→ REQUIRED WORK
When the word "bucket" shows up in a line of the records below, copy that line.

MATERIAL TO PROCESS Block Start

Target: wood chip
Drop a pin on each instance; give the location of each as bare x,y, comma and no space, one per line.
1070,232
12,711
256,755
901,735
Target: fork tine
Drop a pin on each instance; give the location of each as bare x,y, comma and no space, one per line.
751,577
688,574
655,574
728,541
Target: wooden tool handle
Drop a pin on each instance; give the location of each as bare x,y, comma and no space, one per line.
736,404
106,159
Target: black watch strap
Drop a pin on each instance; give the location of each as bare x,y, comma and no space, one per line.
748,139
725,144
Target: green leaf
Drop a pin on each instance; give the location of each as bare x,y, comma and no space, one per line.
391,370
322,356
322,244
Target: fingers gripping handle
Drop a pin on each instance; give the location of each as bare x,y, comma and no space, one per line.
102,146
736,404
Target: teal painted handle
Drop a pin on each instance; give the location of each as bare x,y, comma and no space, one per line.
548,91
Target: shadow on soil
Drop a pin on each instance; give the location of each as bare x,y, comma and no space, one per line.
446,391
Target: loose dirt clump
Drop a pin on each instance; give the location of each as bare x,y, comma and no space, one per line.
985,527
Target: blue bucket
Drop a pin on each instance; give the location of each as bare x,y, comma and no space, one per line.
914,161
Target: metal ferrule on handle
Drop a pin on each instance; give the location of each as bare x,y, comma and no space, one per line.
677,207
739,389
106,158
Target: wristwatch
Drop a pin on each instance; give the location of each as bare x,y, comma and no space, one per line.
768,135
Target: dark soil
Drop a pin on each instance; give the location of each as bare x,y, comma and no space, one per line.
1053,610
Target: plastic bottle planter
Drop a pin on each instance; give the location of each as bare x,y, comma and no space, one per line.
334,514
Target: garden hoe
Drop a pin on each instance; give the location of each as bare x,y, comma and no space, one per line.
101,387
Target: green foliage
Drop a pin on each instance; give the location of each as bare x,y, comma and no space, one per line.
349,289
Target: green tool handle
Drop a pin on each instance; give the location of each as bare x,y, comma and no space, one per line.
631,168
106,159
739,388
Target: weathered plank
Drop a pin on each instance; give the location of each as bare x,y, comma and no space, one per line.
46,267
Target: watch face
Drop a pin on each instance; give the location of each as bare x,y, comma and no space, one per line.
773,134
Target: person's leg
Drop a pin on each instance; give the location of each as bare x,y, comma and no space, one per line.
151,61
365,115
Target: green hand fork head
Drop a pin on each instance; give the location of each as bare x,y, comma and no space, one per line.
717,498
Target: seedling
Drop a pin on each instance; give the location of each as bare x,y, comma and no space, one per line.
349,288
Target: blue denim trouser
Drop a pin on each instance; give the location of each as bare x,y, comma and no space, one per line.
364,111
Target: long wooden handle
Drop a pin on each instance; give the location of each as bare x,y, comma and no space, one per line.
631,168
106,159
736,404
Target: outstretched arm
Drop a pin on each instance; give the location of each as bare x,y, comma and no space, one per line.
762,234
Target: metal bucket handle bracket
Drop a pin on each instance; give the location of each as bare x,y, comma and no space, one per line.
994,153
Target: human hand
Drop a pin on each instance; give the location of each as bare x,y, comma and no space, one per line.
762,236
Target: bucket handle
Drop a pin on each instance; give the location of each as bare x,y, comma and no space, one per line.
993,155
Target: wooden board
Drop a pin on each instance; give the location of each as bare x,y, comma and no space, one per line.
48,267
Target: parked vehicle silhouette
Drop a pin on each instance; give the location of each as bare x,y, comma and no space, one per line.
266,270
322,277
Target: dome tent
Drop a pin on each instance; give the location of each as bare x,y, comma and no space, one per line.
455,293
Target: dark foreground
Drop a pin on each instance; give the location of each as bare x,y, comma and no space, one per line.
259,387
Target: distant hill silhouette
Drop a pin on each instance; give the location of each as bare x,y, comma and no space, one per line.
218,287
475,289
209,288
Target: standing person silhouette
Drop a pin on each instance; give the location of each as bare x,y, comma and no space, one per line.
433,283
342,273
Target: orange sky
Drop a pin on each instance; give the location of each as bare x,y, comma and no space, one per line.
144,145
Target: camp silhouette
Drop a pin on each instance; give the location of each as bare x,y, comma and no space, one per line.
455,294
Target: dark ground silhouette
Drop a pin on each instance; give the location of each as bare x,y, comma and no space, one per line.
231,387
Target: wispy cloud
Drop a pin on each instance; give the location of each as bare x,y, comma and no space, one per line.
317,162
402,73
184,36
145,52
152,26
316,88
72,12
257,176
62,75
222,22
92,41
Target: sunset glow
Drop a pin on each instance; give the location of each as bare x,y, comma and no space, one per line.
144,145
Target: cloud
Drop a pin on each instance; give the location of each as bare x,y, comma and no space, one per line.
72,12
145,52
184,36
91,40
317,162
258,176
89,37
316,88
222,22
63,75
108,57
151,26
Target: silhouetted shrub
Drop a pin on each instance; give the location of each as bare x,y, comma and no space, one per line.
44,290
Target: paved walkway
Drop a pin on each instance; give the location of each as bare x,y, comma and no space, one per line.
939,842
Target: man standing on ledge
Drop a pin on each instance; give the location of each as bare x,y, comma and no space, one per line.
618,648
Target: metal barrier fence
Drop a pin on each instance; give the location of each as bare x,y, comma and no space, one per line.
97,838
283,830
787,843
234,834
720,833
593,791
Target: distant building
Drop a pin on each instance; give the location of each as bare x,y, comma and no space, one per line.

MATERIAL TO PROCESS Block End

→ RESPONSE
Target: blue bucket
Target: metal bucket handle bracket
Target: bucket handle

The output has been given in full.